# [Extract]
====

Reminiscences of 1909-1912

REMINISCENCES OF H. G. PULLEN - 1909-19I2

FORTY years on! Yes and more! it was in 1912 when I left the East Ham Technical College and Day Secondary School, as the School was then called, and as the imprint on certain exercise books still in my possession testifies. I have promised to give my reminiscences of the School at that time and I am glad to do so: but I fear that reminiscences which are really personal memories, rather than a graphic sketch of the School as it was, are likely to obtrude themselves.

My wondering and somewhat apprehensive acquaintance with the School began when within its classrooms on two occasions, I sat for what, as "a certificate of merit awarded to Harry G. Pollen of Kensington Avenue School" reminds me, was then called the Minor Scholarships Examination. May I pause to say that whatever I owe to the "Tech.", and it is a very great deal, I owe hardly less to Kensington Avenue School: but this is not that school's story.

In those days we were a dual School. The presence of the girls added something of colour and interest to the School. I could enlarge on that, but perhaps it is well that I should not except to say my that my interest persisted in returning to the little girl I first saw in the front row of the girls assembled in the hall in my first year at the "Tech." She became my wife.

====

# [Data provided]

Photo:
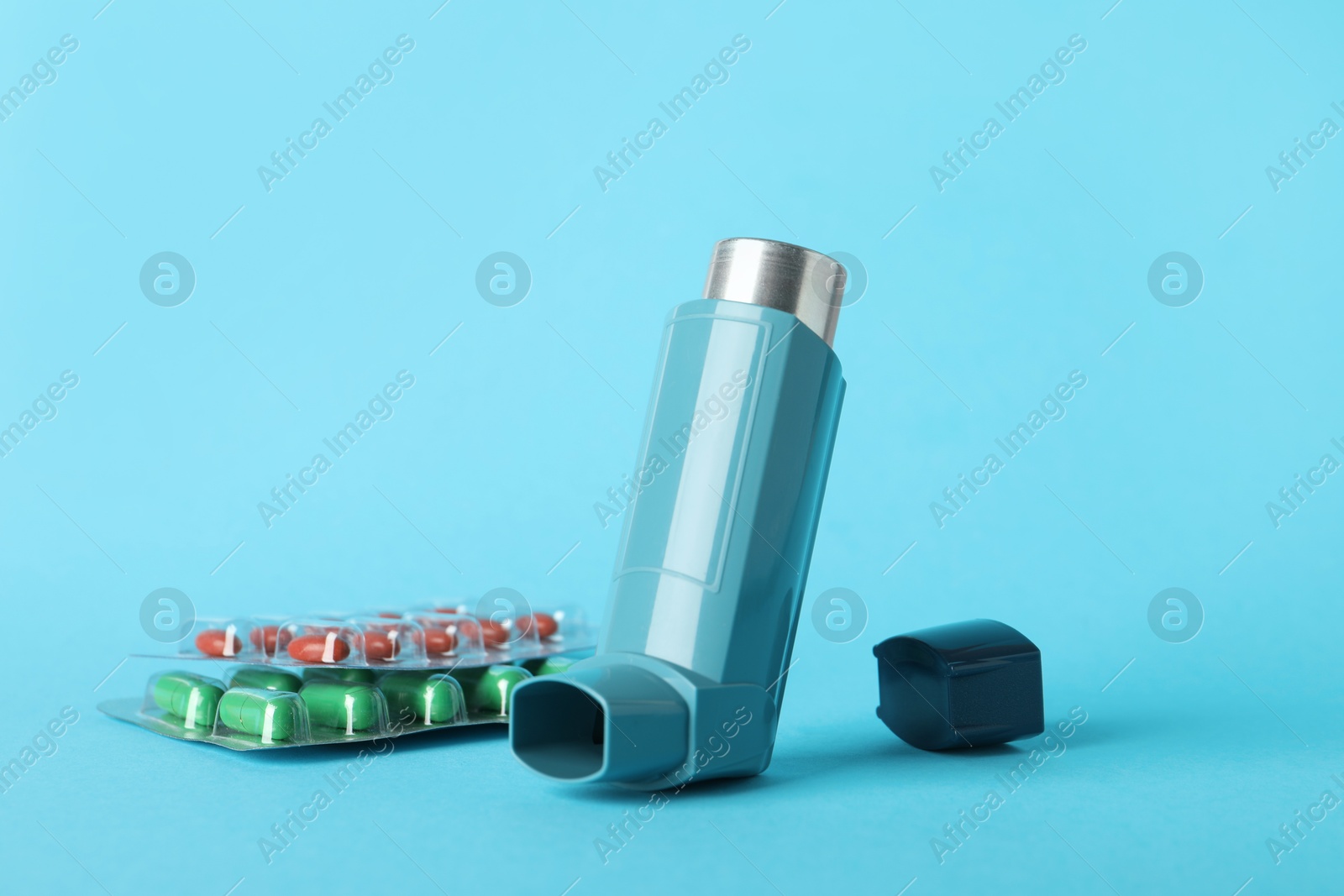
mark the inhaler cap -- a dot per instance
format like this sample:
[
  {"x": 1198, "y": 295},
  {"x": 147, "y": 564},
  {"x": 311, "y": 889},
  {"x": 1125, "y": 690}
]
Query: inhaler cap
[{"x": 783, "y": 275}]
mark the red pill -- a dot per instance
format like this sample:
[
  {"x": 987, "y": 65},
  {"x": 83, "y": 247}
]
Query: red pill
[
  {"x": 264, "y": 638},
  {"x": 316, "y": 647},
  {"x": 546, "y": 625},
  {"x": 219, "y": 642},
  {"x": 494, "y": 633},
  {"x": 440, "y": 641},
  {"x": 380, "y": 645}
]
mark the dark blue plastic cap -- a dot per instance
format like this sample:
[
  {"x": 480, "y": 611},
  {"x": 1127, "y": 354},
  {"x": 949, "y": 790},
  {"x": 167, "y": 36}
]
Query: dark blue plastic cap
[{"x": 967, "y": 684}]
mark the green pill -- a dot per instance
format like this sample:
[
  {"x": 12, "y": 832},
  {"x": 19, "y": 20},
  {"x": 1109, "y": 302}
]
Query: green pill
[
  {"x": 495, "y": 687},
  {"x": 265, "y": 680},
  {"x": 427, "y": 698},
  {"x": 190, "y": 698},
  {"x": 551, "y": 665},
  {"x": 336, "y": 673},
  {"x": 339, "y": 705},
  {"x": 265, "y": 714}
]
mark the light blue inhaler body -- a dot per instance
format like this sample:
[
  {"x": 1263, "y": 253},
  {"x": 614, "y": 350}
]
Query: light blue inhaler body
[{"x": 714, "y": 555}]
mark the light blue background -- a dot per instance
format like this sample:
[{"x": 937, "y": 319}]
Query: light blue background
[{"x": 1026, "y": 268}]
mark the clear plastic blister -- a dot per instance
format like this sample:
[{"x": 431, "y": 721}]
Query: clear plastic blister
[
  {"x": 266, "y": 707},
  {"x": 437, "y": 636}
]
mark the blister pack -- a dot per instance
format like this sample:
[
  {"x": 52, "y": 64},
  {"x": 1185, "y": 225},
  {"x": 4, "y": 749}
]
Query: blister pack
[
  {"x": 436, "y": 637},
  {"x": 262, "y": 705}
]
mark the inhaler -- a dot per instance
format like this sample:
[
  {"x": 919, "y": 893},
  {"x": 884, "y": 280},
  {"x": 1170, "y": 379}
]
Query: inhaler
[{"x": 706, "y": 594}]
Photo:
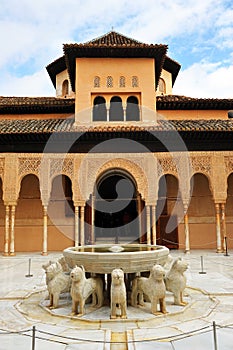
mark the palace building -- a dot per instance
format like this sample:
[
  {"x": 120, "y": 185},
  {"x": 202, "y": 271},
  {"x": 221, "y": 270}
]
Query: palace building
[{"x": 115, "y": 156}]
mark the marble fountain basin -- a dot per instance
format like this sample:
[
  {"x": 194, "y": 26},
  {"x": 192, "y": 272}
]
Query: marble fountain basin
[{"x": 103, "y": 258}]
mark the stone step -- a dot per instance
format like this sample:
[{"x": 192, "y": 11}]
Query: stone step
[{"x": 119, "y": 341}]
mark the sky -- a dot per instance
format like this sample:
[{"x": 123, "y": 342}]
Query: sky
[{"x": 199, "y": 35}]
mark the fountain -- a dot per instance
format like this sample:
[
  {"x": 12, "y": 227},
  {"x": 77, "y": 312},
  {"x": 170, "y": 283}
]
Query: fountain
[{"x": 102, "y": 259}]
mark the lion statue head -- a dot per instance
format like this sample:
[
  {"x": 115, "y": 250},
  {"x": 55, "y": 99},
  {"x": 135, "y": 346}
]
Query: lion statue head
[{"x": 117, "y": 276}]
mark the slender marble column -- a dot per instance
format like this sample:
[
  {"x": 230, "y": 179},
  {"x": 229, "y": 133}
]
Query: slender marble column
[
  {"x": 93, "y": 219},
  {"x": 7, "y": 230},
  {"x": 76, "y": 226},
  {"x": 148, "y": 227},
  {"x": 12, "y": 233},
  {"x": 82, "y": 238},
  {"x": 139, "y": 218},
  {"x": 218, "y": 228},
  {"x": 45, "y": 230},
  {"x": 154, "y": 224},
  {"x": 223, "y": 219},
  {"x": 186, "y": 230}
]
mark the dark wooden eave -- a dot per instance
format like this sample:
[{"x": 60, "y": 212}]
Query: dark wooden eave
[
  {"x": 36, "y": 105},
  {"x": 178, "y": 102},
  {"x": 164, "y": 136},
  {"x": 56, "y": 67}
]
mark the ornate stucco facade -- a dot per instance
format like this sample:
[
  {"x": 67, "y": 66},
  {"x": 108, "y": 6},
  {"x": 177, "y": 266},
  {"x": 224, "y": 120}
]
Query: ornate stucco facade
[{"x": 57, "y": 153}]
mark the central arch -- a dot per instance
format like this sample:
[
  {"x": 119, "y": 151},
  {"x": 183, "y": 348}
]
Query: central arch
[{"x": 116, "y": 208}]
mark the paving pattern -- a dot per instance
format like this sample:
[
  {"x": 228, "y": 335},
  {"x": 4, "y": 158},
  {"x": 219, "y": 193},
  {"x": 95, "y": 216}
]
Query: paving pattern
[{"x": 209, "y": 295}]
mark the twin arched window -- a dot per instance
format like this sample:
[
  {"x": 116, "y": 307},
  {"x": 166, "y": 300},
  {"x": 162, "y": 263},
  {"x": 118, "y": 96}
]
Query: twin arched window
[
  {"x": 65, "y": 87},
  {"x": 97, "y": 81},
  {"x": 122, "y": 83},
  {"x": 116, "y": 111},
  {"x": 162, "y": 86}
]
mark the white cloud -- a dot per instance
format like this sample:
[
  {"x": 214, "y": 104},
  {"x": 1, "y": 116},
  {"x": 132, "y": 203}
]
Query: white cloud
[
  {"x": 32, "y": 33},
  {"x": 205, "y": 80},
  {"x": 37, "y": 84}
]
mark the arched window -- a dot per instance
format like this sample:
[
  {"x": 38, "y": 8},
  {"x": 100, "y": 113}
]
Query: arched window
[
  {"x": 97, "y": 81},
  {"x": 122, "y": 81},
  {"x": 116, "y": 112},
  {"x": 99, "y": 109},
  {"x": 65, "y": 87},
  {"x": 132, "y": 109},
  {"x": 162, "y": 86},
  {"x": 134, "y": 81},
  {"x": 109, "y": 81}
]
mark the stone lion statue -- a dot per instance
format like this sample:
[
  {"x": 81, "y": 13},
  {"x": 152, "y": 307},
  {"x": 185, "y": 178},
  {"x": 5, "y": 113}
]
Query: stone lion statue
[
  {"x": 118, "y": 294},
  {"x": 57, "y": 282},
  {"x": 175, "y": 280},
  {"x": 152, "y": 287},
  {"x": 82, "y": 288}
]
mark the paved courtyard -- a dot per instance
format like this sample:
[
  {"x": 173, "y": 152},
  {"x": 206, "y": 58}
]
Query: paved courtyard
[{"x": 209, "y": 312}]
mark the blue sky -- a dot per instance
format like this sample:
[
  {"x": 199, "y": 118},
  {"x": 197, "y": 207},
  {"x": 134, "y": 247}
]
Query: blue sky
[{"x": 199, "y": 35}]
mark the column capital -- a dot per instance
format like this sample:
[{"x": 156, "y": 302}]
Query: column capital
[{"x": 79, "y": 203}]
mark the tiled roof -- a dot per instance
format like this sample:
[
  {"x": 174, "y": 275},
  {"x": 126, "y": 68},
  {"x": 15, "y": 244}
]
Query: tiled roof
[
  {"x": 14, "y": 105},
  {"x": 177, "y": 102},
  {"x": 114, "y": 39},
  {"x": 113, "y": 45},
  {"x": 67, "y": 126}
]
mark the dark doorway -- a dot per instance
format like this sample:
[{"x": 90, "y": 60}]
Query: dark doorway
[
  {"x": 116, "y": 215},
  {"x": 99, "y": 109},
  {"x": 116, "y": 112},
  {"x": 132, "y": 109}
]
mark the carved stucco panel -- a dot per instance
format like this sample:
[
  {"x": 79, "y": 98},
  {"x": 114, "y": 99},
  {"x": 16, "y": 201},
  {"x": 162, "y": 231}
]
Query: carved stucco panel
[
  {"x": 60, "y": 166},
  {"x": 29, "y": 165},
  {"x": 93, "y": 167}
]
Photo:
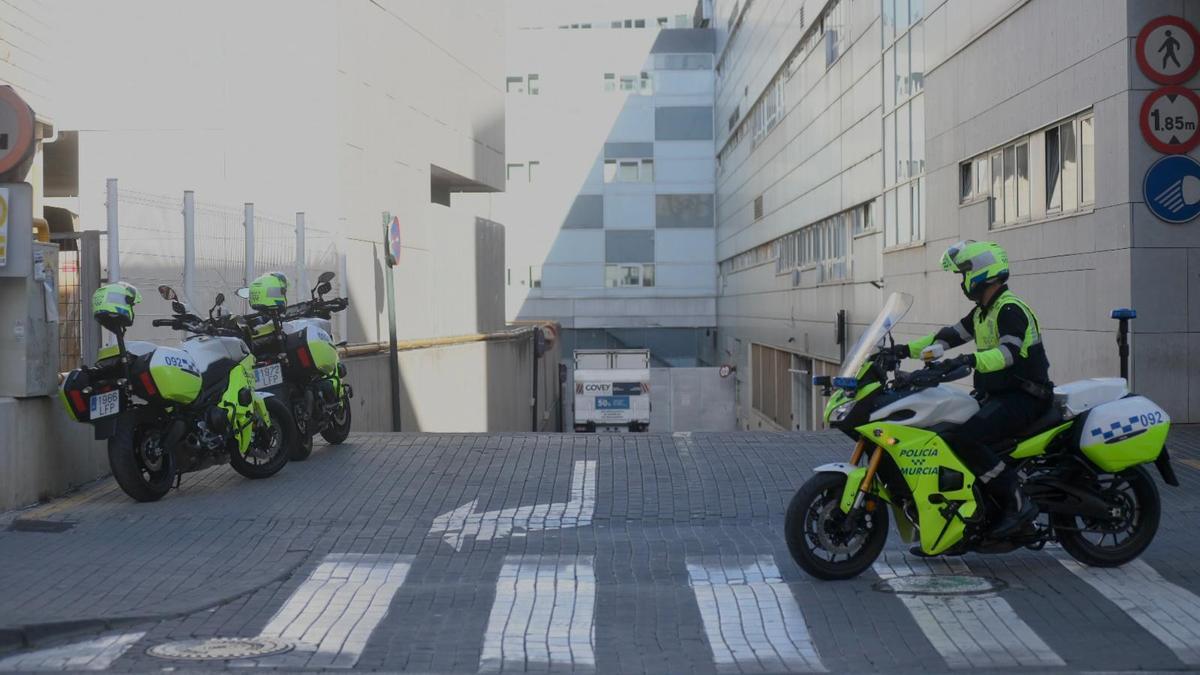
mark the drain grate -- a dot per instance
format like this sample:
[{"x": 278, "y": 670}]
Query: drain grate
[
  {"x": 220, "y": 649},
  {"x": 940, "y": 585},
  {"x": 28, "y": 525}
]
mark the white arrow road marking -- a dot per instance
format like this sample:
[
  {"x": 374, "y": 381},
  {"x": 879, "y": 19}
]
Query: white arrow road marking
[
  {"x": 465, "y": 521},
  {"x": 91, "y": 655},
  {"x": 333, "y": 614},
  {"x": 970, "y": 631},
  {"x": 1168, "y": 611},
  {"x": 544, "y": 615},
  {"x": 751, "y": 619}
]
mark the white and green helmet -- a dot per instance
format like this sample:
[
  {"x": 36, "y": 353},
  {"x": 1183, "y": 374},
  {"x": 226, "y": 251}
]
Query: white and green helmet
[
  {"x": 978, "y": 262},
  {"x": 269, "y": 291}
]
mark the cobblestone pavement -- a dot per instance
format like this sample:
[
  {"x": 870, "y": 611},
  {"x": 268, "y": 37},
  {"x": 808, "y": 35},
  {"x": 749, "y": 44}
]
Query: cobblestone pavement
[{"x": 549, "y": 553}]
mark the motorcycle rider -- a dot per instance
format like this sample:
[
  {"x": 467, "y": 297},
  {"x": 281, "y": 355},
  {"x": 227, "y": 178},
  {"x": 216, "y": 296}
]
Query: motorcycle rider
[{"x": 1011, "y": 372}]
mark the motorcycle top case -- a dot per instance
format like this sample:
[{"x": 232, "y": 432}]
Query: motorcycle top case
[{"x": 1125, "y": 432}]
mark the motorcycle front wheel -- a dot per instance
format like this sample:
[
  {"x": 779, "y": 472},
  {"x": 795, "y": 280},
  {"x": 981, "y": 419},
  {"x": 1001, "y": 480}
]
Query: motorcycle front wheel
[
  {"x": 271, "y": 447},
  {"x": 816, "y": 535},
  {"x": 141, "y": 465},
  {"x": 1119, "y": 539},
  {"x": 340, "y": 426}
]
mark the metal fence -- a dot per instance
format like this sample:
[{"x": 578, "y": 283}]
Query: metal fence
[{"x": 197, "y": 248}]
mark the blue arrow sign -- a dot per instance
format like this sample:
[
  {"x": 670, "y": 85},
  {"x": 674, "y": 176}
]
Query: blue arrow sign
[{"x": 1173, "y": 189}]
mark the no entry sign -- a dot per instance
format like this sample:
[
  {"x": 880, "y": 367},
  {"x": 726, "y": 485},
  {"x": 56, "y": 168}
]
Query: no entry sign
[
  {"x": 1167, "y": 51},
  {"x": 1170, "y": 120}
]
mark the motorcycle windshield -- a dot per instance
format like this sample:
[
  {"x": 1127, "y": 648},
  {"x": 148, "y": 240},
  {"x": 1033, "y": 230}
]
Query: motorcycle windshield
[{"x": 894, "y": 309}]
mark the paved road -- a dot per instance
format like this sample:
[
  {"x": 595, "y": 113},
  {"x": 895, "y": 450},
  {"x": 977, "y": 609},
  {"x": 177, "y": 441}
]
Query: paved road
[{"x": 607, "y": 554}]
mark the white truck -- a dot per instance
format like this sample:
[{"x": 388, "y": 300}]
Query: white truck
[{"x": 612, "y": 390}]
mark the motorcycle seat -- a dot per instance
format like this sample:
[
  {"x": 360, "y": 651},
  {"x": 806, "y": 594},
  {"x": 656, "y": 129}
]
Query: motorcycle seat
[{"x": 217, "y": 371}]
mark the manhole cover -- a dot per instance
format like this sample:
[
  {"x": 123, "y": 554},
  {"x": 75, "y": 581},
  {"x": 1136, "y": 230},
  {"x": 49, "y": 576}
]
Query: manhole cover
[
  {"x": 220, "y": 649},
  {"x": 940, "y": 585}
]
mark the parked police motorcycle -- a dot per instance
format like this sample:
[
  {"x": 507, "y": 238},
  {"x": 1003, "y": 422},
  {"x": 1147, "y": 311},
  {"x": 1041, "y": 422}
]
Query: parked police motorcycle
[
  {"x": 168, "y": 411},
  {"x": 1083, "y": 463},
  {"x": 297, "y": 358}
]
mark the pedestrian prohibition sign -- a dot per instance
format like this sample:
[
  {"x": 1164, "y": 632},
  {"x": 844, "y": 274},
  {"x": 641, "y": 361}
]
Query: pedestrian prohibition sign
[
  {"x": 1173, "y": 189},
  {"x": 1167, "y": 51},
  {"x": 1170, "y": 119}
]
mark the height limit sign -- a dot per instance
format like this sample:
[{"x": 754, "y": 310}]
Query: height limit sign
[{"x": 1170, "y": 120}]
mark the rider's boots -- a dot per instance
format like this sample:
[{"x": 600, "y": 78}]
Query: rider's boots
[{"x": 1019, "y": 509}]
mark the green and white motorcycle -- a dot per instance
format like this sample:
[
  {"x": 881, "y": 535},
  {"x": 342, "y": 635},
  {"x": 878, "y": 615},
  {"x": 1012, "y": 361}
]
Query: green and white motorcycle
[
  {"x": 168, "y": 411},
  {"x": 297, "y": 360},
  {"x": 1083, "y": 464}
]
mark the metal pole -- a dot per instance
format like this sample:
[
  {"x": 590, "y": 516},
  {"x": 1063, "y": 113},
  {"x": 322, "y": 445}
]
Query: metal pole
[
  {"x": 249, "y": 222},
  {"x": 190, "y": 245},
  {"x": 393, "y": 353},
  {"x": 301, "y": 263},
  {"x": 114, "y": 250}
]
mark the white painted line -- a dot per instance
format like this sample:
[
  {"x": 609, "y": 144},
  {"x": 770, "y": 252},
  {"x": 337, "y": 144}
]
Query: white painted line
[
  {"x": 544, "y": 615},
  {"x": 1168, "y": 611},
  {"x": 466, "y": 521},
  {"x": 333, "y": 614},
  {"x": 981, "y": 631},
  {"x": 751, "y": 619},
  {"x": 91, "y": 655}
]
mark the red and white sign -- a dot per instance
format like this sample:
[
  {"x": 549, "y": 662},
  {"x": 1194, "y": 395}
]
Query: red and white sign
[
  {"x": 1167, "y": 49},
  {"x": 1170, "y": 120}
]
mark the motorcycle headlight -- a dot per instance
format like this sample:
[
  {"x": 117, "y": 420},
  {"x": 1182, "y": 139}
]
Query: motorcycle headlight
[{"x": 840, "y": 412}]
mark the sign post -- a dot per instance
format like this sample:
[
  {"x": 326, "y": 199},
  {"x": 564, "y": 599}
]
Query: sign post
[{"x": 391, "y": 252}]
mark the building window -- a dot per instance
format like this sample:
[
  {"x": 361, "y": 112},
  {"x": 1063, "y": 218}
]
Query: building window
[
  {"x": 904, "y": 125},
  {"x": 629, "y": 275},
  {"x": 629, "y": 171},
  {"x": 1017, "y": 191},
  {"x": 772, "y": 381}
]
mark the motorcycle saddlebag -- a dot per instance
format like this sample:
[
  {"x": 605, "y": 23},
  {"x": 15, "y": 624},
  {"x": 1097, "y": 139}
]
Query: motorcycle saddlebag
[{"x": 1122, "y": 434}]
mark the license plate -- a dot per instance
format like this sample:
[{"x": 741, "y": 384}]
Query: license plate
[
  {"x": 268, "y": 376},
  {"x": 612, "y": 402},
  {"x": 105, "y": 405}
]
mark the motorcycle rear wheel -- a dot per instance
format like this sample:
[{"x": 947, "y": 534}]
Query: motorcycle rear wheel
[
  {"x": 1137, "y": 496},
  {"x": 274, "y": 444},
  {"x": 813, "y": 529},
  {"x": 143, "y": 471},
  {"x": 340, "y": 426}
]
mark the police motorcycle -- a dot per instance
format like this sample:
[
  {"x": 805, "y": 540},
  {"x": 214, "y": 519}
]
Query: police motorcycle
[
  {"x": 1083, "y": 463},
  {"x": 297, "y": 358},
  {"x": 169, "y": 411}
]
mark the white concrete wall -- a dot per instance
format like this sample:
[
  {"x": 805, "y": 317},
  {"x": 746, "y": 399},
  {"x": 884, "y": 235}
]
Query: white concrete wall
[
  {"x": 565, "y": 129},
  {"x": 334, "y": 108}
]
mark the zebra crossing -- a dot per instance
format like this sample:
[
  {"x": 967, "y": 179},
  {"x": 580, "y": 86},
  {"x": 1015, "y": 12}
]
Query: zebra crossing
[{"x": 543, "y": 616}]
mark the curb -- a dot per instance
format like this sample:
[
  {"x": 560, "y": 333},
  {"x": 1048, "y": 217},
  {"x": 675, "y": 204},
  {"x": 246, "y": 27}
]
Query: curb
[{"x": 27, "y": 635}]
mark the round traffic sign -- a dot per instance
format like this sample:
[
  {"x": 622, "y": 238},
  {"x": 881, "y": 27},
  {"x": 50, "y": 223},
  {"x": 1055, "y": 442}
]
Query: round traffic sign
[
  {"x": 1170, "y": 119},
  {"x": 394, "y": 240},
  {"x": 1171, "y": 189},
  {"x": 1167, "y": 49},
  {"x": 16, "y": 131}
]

====

# [Actions to take]
(A) Below the entries, set down the part of the school reminiscences from "In those days" up to and including "became my wife.", word for word.
(B) In the school reminiscences, what name did the examination the writer twice sat for in the school's classrooms have at that time?
(C) Extend the school reminiscences, starting right after their final sentence.

# [The replies]
(A)
In those days we were a dual School. The presence of the girls added something of colour and interest to the School. I could enlarge on that, but perhaps it is well that I should not except to say my that my interest persisted in returning to the little girl I first saw in the front row of the girls assembled in the hall in my first year at the "Tech." She became my wife.

(B) It was then called the Minor Scholarships Examination.

(C)
Songs and Assemblies

Mention of that assembly conjures up a memory or two. It was our practice to assemble every morning for prayers, the boys in front, the girls in the rear (why this reversion of the usual order always puzzled me), masters and mistresses on the flanks. When all was set the Principal would enter. Prayer, bible reading and hymn, and the invariable pattern of our devotion, was over.

Throughout a whole term we sang the same hymn day after day. For this reason I never hear "Oh Jesus I have promised"or "Lead us Heavenly Father lead us" or "The roseate hues of early dawn" or "The king of love my shepherd is", or "Fight the good fight", but I transported back to school days. This method may have had advantages, but I hope that in these days the equipment allowance will run to hymn books and a little more variety in the act of corporate devotion and inspiration.

Another recollection of the hall was the Wednesday periods, given over to singing by half the School, boys and girls at once. For these occasion the girls took the south half of the hall and the boys the north, a decorous no-man's land between them. These occasions were presided over either by Mr. Griffiths or by Mr. Andrews. How lustily, how unnecessarily lustily, did we sing "Hearts of Oak" or "The Campbells are coming" and especially the exclamatory part of the latter. With what skill did the masters just succeed in preventing that excessively large class from getting out of hand.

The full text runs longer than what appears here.